[start RECORD EXCERPTS]

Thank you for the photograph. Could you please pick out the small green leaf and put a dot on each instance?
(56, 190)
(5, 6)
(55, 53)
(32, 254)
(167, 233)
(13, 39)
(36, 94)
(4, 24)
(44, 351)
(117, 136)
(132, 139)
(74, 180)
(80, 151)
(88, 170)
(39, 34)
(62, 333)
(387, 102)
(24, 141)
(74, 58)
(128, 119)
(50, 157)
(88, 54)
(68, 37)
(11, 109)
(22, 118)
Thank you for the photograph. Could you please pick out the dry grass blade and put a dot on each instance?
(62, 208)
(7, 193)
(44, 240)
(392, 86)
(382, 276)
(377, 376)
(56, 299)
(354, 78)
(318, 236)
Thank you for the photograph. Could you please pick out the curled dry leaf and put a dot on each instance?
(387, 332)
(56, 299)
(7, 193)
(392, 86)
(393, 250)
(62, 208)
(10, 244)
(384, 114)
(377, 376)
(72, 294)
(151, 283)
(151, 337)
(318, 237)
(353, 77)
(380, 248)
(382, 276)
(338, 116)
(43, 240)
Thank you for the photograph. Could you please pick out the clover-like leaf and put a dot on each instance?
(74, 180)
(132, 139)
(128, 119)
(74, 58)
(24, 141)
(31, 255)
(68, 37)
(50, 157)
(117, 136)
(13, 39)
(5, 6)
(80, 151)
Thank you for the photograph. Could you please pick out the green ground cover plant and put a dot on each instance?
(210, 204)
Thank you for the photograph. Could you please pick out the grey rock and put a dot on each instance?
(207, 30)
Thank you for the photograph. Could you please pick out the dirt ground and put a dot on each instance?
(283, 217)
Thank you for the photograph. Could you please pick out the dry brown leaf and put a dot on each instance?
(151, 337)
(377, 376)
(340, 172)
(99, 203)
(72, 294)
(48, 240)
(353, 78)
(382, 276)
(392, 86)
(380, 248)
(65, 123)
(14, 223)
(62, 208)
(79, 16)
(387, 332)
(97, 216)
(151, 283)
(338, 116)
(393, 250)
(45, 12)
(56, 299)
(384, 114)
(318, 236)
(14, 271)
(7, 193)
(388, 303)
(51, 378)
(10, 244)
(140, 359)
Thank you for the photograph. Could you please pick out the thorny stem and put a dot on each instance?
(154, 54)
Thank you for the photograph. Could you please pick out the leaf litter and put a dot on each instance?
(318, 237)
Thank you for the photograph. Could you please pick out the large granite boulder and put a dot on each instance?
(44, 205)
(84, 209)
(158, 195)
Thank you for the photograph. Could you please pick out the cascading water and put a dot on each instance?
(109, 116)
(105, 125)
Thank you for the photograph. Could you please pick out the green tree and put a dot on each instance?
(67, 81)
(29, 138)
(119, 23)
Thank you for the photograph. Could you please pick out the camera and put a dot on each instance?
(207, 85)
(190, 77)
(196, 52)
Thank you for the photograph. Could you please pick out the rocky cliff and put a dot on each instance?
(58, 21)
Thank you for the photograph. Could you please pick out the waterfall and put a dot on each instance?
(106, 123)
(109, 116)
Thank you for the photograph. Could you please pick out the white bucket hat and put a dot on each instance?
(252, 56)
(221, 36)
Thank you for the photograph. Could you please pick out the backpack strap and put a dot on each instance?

[end RECORD EXCERPTS]
[start RECORD EXCERPTS]

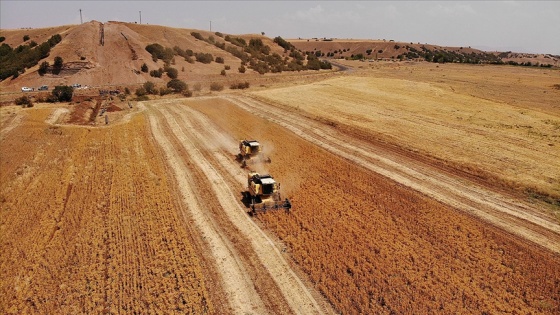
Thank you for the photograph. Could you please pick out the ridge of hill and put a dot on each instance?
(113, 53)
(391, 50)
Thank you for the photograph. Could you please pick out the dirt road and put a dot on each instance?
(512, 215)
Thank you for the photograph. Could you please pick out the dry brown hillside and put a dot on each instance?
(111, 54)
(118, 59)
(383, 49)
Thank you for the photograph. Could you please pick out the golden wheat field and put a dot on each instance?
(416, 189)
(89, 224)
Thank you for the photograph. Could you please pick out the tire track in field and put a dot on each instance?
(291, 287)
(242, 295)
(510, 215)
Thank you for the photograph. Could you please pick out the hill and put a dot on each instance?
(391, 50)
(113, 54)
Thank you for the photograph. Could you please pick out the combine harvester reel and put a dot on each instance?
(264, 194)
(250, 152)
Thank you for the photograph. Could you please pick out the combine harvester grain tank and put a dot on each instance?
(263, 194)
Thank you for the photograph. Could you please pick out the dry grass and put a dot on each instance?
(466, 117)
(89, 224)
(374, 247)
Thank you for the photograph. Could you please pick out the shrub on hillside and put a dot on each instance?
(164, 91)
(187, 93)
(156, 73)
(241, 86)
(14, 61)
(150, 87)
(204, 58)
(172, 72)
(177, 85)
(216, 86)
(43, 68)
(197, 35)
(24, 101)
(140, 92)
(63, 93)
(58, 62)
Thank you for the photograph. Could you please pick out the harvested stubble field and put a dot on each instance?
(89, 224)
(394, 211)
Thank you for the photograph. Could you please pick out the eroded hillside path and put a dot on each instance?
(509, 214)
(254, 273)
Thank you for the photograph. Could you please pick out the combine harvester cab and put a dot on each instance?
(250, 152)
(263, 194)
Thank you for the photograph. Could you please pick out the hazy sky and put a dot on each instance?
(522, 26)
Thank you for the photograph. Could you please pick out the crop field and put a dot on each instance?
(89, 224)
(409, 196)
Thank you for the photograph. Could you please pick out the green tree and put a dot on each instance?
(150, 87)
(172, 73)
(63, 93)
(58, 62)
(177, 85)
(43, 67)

[end RECORD EXCERPTS]

WORK TO COMPLETE
Which lines in the records above contain the string "combine" with case matching exactly? Find every such line and copy each one out in full.

REPLY TO THE TASK
Thank you for the photograph. Could you please pick out the combine harvester reel and put a dot on each instance?
Thank you for the photograph. Could you please pick out the combine harvester grain tank and put a dot on each instance?
Thank you for the photograph. Could you please pick out the combine harvester cab and put a dot on each instance?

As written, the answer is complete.